=== Selected excerpt ===

Related patterns: P-005 (Invisible Backlog Pressure — primary signal).

Sources: src/metrics/leadTime.ts (lines 1–84), src/utils/constants.ts (LEAD_TIME_OUTLIER_CAP_DAYS), docs/architecture.md (§2.4).


Throughput

Measures: Count of issues reaching DONE state per sprint (scrum) or per time window (kanban).

Inputs — Scrum: NormalisedIssueEvent[], sprintSet, sprint metadata. Inputs — Kanban: NormalisedIssueEvent[], windowWeeks (default: 2).

Computation — Scrum (computeThroughput in src/metrics/throughput.ts):

  1. Initialize all sprints with count = 0.
  2. For each event, find any DONE transition.
  3. If event has sprintId in sprint set, increment countPerSprint[sprintId].
  4. Compute rollingAverage = sum(countPerSprint) / count(sprints).
  5. Attribution by sprintId field (from Jira customfield_10020), not by completion timestamp.

Computation — Kanban (computeThroughputKanban):

  1. Collect all DONE transition timestamps.
  2. Bucket into rolling 2-week windows.
  3. Count completions per window; compute rolling average.

Output (ThroughputResult):

  • countPerSprint — map of sprint/window ID → completion count
  • rollingAverage — average across all periods
  • confidenceInput — fed to confidence scorer

Confidence scoring inputs: dataPointCount (eventsWithDone), transitionCoverageRatio (eventsWithDone / events.length), reopenedIssueRate.

Thresholds and edge cases:

  • No minimum data points; rollingAverage = 0 if no DONE transitions.
  • Confidence near-zero when dataPointCount < 5.
  • Story points: ignored; throughput is pure count.
  • Unsprintified issues: counted in eventsWithDone for confidence, excluded from countPerSprint.
  • Empty sprints (zero items): appear in map with count 0, depress rolling average.
  • Kanban window (2 weeks default) does not align with sprint cadence; cross-mode comparison unreliable.

Related patterns: P-001 (Chronic WIP Inflation — flat confirmation), P-003 (Overloaded Team — decline confirmation), P-004 (Quality Crisis Signal — decline confirmation).

Sources: src/metrics/throughput.ts (lines 1–121), docs/architecture.md (§2.4).


WIP (Work In Progress)

Measures: Count of issues in ACTIVE or REVIEW state at sprint midpoint (scrum) or 2-week window midpoint (kanban).

=== Information shown ===

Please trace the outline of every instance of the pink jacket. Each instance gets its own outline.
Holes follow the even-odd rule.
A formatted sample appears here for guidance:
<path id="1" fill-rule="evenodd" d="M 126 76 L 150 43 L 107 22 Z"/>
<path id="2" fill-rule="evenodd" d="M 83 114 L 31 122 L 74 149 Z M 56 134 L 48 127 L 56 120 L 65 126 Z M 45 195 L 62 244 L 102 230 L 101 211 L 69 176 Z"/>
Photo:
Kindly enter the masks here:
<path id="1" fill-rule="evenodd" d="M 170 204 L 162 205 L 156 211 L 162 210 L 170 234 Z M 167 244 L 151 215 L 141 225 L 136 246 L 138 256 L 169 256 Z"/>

===

[Exercise instructions]:
A. Answer these questions from the metrics reference:
(i) What is the default value of windowWeeks for Kanban throughput?
(ii) How does throughput treat story points?
(iii) Which Jira field supplies the sprintId used for Scrum attribution?
B. Extend the metrics reference, picking up right after its last line about what WIP measures.
The stored records have no connection to the metrics reference.

[Task-by-task answers]:
A.
(i) The default is 2.
(ii) They are ignored, and throughput is a pure count.
(iii) customfield_10020

B.
Inputs: NormalisedIssueEvent[], sprint/window metadata.

Computation — Scrum (computeWip in src/metrics/wip.ts):

  1. For each sprint, compute midpointMs = (startMs + endMs) / 2.
  2. For each event, call isInWipAtMidpoint(event, midpointMs).
  3. Scan transitions chronologically to midpoint; take last state.
  4. Count if last state is ACTIVE or REVIEW.

Computation — Kanban (computeWipKanban):

  1. Derive 2-week rolling windows from transition timestamps.
  2. Apply same midpoint logic to each window.

Output (WipResult):

  • countPerSprint — map of sprint/window ID → WIP count
  • confidenceInput — fed to confidence scorer

Confidence scoring inputs: dataPointCount (all events), transitionCoverageRatio (eventsWithTransitions / events.length), reopenedIssueRate, endOfSprintClusteringRatio (DONE completions within ±24 hours of sprint end).

Thresholds and edge cases:

  • No minimum; WIP = 0 is valid (unusual but valid).
  • Midpoint calculation: wall-clock time from sprint start to end / 2.
  • BLOCKED state: NOT included in WIP. Blocked items at midpoint contribute 0.
  • Issues created after midpoint: invisible to that sprint’s WIP.
  • Pattern detection uses countPerSprint[latestSprintId] (single snapshot), not rolling average.
  • Absolute floor for P-001 and P-003: WIP > teamSize × 3.0 at confidence ≥ 0.60.

Related patterns: P-001 (Chronic WIP Inflation — primary signal), P-003 (Overloaded Team — primary signal).

Sources: src/metrics/wip.ts (lines 1–145), src/utils/constants.ts (CLUSTERING_WINDOW_MS).


Cycle Time Variance

Measures: Population standard deviation of cycle time distribution. Rising variance indicates increasing unpredictability.

Inputs: NormalisedIssueEvent[], optional sprintIds, OUTLIER_THRESHOLD_DAYS.

Computation (src/metrics/cycleTimeVariance.ts):

  1. Extract cycle time durations using same ACTIVE → DONE logic as Cycle Time.
  2. Apply 30-day outlier filter (same as cycle time).
  3. Apply 60-second minimum duration filter (same as Cycle Time — MIN_DURATION_MS from src/utils/constants.ts).
  4. Require ≥ 5 valid durations; return zero result if fewer.
  5. Compute mean and stdDev from durations.
  6. Compute endOfSprintClusteringRatio (±24 hour window).

Output (CycleTimeVarianceResult):

  • stdDev — days (population standard deviation)
  • mean — days
  • sampleSize — valid durations
  • confidenceInput — fed to confidence scorer
  • Quality extension: Baseline record carries bugCreationRate, reopenedRate fields (populated by updateQualityBaseline()).

Confidence scoring inputs: dataPointCount (durations), transitionCoverageRatio (durations / events.length), reopenedIssueRate, endOfSprintClusteringRatio.

Thresholds and edge cases:

  • Minimum: 5 valid durations after outlier filter; zero result below.
  • Outlier cap: 30 days (same as Cycle Time).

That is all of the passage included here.